[Available data Boundary: Start]

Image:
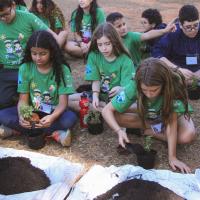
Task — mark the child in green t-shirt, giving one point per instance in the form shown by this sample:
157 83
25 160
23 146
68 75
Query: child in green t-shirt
44 82
49 13
162 108
109 67
21 5
83 22
134 40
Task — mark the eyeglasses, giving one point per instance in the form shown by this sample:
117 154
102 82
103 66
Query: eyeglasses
189 28
6 14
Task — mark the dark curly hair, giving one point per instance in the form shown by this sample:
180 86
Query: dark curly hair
154 72
44 39
79 16
5 4
188 13
20 2
153 16
51 12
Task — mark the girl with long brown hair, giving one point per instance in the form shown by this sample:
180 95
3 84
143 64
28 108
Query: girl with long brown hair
162 108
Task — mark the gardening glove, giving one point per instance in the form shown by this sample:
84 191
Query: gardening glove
177 164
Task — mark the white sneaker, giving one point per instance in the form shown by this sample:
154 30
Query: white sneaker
5 132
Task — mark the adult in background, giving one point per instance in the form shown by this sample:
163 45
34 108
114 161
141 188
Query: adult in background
181 48
151 20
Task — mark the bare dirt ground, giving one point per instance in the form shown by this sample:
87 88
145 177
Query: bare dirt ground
101 149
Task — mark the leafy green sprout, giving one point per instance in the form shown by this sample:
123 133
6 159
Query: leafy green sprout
93 117
26 111
148 141
195 83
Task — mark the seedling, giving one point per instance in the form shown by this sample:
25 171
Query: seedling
148 143
26 111
93 117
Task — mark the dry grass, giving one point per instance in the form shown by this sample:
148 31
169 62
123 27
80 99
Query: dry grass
101 149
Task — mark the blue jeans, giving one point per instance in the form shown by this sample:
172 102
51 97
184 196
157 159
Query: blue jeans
9 117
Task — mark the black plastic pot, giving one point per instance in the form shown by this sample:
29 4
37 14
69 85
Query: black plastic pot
147 159
95 129
36 139
194 93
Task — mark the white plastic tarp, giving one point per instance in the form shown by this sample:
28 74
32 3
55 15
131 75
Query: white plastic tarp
98 180
61 173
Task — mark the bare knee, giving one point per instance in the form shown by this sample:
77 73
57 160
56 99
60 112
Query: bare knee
187 137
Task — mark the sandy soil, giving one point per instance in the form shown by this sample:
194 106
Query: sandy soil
88 149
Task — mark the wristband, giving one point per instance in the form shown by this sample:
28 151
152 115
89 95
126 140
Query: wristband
118 130
95 91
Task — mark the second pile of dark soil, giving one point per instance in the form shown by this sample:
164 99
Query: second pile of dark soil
17 175
138 190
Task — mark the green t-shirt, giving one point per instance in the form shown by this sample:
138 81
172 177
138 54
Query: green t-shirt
86 28
132 41
42 87
110 74
14 36
122 101
22 8
57 24
128 96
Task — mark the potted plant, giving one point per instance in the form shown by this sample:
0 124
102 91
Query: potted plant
27 113
194 89
146 158
35 136
94 121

[Available data Boundary: End]

■ Exercise instructions
Print every entry word for word; omit the pictures.

■ Reply
Image:
Task — mark the child in green t-shirt, giving one point per instance in the form shown by this sample:
157 83
25 160
23 146
68 75
Query: child in green t-shirt
44 82
49 13
162 108
109 67
21 5
83 22
134 40
Task — mark the eyeglasses, giving one point per instance in the form shown by this sample:
117 154
102 82
103 66
Query: eyeglasses
189 28
6 14
Task — mark the dark curly hair, giving one point per instance in the form shown by this sample:
180 86
Query: dark curly hair
154 72
44 39
79 16
5 4
188 13
20 2
153 16
51 12
Task — mark the girl with long brown hair, giving one point per instance in the form shown by this sample:
180 95
3 84
143 64
28 108
Query: girl with long brown hair
162 108
Task — mark the gardening glove, giving one point per instance in the form shown by this sample:
84 191
Query: gardening glove
177 164
Task — mark the white sneaker, giving one point per instance in the form shown by this sample:
154 30
Query: white sneaker
5 132
Task — mark the adult in background, giving one point per instance in the form shown by this sample:
163 45
34 108
114 161
141 188
Query: adult in background
181 48
151 20
Task — mark the bare dirt ground, giving one point per instance in the form shown by this sample:
87 88
145 177
Query: bare dirt ground
101 149
Task — mark the leafy green sprout, giving one point per instance in the form shown by this sample:
123 133
6 159
Query: leafy green sprout
93 117
26 111
148 141
195 83
Task — mark the seedling, giving one point per instance in the form shown by this sample:
25 171
Query: seedling
148 143
26 111
93 117
Task — mark the dry grass, giving one point per instance in the form shown by this sample:
148 31
169 62
123 27
80 99
Query: dry grass
101 149
Task — mark the blue jeans, giving one point per instance in the form shown by this sample:
172 102
51 97
184 196
157 159
Query: blue jeans
9 117
Task — mark the black plastic pot, giving one point per instance in the form shown by this sample:
29 4
37 14
69 85
Query: black plastic pot
147 159
95 129
36 139
194 93
Task — mark the white plastic tarp, giving one point per instance in the form shown by this sample:
28 74
32 3
55 15
131 75
Query: white plastic tarp
98 180
61 173
Task — mark the bare knee, giving one point per instance in the form shown by this sample:
77 73
57 160
56 99
60 112
Query: bare knee
187 137
Task — mark the sandy soil, giving one point per instance in the form shown by this sample:
194 106
Query: sandy soil
88 149
Task — mark the wristband, giving one point per instance in the form shown by this sample:
28 151
152 115
89 95
126 140
Query: wristband
118 130
95 91
Task — mark the second pile of dark soil, giving one point per instance in the form shown by this sample:
164 99
Query: second pile of dark soil
17 175
138 190
Task — mark the green t-shirt, giving one point per instance in the form shown by this sample:
138 81
172 177
138 54
Query: green t-shirt
86 28
132 41
42 87
110 74
14 36
122 101
22 8
57 24
128 96
Task — mark the potted plant, giving one point per instance in the form shown by this sample:
0 124
102 91
Query: potted plant
27 113
194 89
146 158
35 136
94 121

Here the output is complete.